• _Problem_
All lines from the one containing "One pin marks each instance of the girl's knee." through the final line of the entries are to be written out verbatim; no other line is to be included.

• _Data under study_
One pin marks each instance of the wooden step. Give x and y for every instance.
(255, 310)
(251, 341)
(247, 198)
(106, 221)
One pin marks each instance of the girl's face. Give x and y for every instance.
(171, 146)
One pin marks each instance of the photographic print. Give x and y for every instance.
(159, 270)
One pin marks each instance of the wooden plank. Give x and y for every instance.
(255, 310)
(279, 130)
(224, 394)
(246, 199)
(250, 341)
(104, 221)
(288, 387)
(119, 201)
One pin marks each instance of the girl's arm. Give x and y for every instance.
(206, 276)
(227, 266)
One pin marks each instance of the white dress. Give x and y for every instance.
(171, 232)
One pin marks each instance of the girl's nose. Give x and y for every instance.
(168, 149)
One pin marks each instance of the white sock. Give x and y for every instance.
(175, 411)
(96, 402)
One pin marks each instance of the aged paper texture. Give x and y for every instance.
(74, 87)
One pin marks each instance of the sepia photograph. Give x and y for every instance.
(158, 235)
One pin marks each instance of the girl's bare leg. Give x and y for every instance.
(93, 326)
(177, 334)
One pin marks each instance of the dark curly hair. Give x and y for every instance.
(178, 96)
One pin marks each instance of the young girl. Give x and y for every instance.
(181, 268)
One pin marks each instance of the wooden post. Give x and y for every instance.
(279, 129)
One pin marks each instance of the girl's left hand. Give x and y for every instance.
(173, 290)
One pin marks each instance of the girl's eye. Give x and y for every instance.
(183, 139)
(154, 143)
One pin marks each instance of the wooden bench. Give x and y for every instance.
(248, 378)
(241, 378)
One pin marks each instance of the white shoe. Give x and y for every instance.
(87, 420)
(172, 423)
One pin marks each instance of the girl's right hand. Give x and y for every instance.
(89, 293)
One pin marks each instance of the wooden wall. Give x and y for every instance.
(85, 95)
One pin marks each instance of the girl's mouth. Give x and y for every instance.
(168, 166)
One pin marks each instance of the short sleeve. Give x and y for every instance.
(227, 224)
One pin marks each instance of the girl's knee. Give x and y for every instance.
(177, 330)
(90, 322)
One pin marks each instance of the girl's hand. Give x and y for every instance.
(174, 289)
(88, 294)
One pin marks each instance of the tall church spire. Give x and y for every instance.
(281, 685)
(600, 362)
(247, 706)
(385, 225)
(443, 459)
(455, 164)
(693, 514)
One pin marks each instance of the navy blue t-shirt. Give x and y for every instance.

• _Task result_
One pin marks each instance of the girl's knee. Give x and y for every instance.
(177, 330)
(90, 322)
One pin marks each instance of the girl's hand. Give x and y for every instance.
(174, 289)
(88, 294)
One pin marks each instance of the tall church spire. Give x and y for every instance.
(281, 685)
(600, 362)
(247, 706)
(385, 225)
(443, 459)
(455, 164)
(693, 514)
One pin marks each instance of the navy blue t-shirt. Give x and y for every instance.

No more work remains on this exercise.